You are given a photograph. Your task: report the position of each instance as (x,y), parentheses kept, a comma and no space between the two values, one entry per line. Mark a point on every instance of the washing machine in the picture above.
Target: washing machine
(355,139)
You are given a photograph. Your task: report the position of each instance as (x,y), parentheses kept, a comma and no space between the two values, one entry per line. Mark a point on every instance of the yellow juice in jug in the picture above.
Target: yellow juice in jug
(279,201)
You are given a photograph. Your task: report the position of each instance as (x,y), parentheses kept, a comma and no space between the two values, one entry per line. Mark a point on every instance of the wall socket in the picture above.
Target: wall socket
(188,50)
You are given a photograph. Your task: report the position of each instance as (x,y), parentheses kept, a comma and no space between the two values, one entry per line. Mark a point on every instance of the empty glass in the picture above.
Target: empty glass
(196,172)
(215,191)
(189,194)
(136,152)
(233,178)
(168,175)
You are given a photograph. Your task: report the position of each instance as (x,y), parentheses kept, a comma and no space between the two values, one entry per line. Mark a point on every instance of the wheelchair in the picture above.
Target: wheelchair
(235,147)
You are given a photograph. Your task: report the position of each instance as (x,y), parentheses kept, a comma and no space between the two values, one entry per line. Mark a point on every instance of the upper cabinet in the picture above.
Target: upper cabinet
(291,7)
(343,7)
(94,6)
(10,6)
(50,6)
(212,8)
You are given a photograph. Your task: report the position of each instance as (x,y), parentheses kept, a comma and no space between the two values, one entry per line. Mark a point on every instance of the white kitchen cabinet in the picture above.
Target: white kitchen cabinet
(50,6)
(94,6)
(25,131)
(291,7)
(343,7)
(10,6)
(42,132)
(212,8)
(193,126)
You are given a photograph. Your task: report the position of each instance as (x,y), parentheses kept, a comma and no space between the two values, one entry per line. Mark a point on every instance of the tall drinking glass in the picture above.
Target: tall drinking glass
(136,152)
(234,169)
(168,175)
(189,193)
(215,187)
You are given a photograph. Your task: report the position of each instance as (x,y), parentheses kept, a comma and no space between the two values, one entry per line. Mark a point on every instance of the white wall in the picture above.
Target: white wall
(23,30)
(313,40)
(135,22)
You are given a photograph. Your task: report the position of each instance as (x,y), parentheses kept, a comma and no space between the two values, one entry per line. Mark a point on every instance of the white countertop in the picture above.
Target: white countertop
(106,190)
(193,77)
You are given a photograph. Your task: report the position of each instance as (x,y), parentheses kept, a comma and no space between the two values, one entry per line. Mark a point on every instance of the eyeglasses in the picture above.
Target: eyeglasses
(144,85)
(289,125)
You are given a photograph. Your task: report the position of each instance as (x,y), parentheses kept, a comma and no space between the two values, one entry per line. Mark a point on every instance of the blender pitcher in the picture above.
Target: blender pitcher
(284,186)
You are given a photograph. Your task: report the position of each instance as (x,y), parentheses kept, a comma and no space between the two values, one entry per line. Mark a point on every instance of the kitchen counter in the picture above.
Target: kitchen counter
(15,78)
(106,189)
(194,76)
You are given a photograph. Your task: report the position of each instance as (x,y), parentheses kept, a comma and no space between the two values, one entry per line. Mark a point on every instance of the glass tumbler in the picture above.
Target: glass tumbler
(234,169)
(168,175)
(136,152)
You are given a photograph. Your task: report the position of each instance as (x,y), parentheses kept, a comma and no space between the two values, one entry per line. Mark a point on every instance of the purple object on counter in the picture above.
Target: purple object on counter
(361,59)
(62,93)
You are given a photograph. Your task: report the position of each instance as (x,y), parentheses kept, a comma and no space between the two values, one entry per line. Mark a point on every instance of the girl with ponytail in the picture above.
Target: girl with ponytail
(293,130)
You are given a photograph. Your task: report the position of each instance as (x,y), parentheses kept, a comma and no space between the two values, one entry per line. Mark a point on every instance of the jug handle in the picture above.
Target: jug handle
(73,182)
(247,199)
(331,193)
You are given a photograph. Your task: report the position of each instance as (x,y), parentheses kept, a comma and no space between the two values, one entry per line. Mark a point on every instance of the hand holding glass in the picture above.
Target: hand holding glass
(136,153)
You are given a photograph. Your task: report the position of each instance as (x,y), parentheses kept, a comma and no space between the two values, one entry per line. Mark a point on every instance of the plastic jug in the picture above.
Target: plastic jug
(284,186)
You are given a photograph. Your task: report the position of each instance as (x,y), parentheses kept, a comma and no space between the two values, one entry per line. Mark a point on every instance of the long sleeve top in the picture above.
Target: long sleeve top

-----

### BRIEF:
Go through the records above and copy every line holding the word "long".

### SOLVED EXERCISE:
You are given a photograph. Your task: report the position of each instance as (x,y), parentheses kept, a comma and no space between the two values, one entry per line. Mark a point on every instance of the long sleeve top in the picture above.
Target: long sleeve top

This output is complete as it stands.